* _Records shown_

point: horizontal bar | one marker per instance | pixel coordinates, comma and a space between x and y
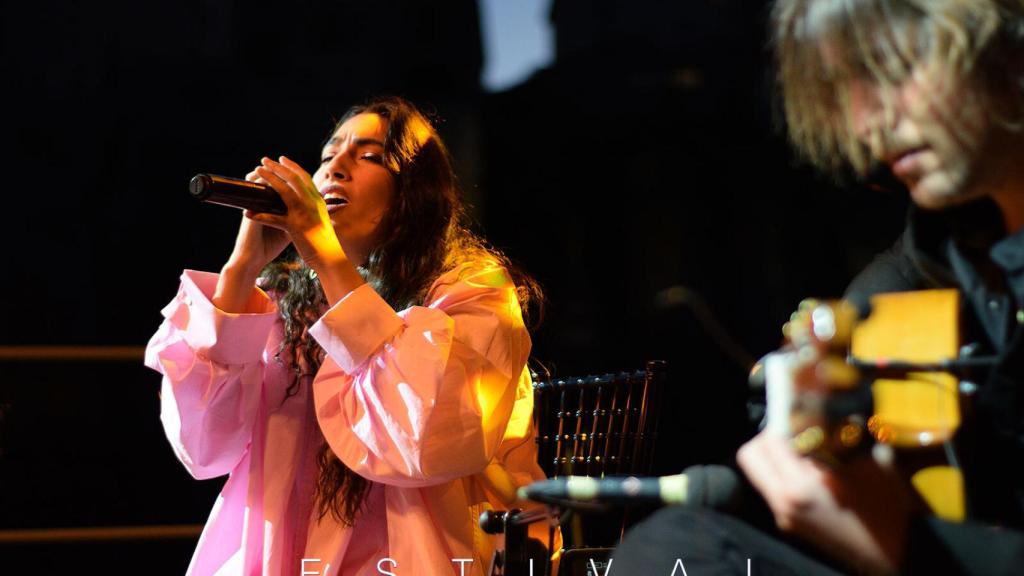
100, 533
80, 354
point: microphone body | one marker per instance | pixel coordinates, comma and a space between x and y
710, 486
237, 194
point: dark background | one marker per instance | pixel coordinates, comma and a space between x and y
644, 158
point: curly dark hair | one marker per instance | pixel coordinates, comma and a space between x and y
425, 235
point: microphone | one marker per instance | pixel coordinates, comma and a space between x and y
709, 486
237, 194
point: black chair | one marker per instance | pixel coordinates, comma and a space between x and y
597, 426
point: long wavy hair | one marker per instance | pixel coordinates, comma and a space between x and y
977, 44
425, 234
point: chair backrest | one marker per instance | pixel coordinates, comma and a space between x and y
599, 425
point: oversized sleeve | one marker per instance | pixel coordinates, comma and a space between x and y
425, 396
212, 369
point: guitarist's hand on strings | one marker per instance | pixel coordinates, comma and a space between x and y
858, 512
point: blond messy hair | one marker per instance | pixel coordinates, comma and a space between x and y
822, 47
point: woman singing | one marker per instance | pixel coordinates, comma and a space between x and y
366, 393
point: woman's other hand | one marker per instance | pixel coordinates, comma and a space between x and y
255, 246
857, 513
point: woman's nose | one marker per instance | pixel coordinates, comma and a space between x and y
337, 168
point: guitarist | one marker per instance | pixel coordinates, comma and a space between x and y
932, 92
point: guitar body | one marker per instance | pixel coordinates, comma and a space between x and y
919, 414
826, 388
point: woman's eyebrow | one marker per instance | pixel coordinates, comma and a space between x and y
357, 141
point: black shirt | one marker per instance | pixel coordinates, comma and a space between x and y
968, 248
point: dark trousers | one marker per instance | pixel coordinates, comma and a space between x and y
701, 542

* _Goal_
Transcribe each entry above exactly, apart from the pictures.

* _Answer to the exercise_
point: horizontal bar | one marker per instance | pixel coordinates, comma and a space between x and y
100, 533
80, 354
point: microphone body | one marker per instance | pixel coordinates, comma and a space between x and y
710, 486
237, 194
point: dark background | one marker per instance | pixel coordinates, comma and a space between x and y
644, 158
point: curly dark hair | one marker per instance | pixel coordinates, comma and a space between x and y
425, 235
point: microphone | one marker per instance | pixel coordinates, comma and a space between x and y
709, 486
237, 194
point: black chair | one marker per instance | pixel coordinates, comma and a space between x and y
597, 426
point: long wavy hair | one marker per instance | pixel coordinates, comma and a space between x and y
977, 44
425, 234
point: chair backrest | one marker per instance | pixel coordinates, comma and a space between x and y
599, 425
point: oversized sleeve | one marker per instance | pixel coordinates, comma and a space between x and y
425, 396
212, 369
point: guitarist's hand on strings | one marker per instance | pixel coordinates, comma and a space between x and y
858, 512
point: blond messy hair | one marker per instance | pixel coordinates, comma and a space between x and y
822, 47
point: woman singing | one marker per instance | pixel coordinates, comma and a space between x and y
366, 393
point: woman's other hand | one marker per instance | pixel coordinates, comma and a space between x and y
255, 246
857, 513
point: woman's nose | one marker per instance | pixel coordinates, comma and a space between x and y
337, 168
point: guitarist | one marker per instance | pixel coordinates, comma and a space between x and y
932, 92
point: guitar body | one marker per instance | pixel coordinates, comma and a space between x and y
919, 414
826, 388
point: woman's eyebrow | one marker per instance | pixel coordinates, comma and a space between x and y
357, 141
point: black shirt | one marker per instance | pixel coordinates, comma and a space between x and y
968, 248
point: dark trousers | one marker per instance | pixel coordinates, comma and a space between x and y
701, 542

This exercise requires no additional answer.